Text segment:
Where there is no guidance the people fall, but in abundance of counselors there is victory.
- Proverbs 11:14

Seeking God's Favor

Hello Deep Waters Message Board. I am new to the forum and to divorce. I share children with my ex and we have been divorce over 2 years. However, my interaction with her causes me to regress emotionally. I interact with her because of the children. It is an issue for me to move on emotionally because I blame her for the reasons behind the divorce etc. I need to and would like to move on without these emotional breakdowns.

How can I place my mind and heart behind me and not concentrate on her moving foward and being happy with leaving me with the broken heart & pain?
Treat others how you would want others to treat you.

Forum Administrator

Hello Seeking Gods Favor, and welcome to Deep Waters! Divorce is one of the most devastating experiences a person can face. In some ways it is harder than death, because with death there is a finality and some sense of closure. But with divorce, it can be difficult because you can still have emotional ties to a living breathing person even when the relationship is "dead." It can be particularly difficult when you have to repeatedly see the person to whom you were once married.

It could be that you are experiencing these "emotional breakdowns" because you still have emotional expectations of your ex (e.g. for her to show remorse; an apology; etc.) Even though you feel she is to blame for the divorce, there is always responsibility to be had on both sides when it comes to marriage or the breakdown thereof. That is not to suggest that the divorce or what led to the divorce was your fault, but self-examination is always a good and wise idea. Should anything surface in your soul searching, ask God to forgive you for any errors that you may have made. He promised to forgive you all the time, every time, for every thing if you are honest with Him and confess your faults to Him (1 John 1:9).

After you have done some of your own soul searching, you will need to forgive your ex for whatever offenses you deem her guilty of. You must forgive in order to move forward. Forgive not based on whether or not your ex deserves it, or even whether or not you want to forgive, but forgive because God says that's what you are to do (Ephesians 4:32). It's not about a feeling: it's about obedience and God will bless you for it.

Task description:
List every Bible reference cited in the forum thread on divorce. The recorded data is separate material, apart from the forum thread on divorce.

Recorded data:
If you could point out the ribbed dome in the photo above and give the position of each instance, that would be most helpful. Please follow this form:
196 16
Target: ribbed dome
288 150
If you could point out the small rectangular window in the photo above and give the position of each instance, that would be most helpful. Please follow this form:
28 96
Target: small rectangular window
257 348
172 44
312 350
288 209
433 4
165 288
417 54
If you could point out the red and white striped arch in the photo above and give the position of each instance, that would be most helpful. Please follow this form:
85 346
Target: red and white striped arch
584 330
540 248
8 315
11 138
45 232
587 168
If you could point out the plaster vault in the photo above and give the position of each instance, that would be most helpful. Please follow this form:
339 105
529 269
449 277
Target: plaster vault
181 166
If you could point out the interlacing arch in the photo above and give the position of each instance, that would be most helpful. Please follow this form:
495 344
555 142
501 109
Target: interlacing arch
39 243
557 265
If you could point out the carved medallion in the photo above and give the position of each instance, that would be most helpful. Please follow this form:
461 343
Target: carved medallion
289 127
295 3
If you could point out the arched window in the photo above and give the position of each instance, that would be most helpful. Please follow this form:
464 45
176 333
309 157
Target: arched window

Written answer:
Proverbs 11:14
1 John 1:9
Ephesians 4:32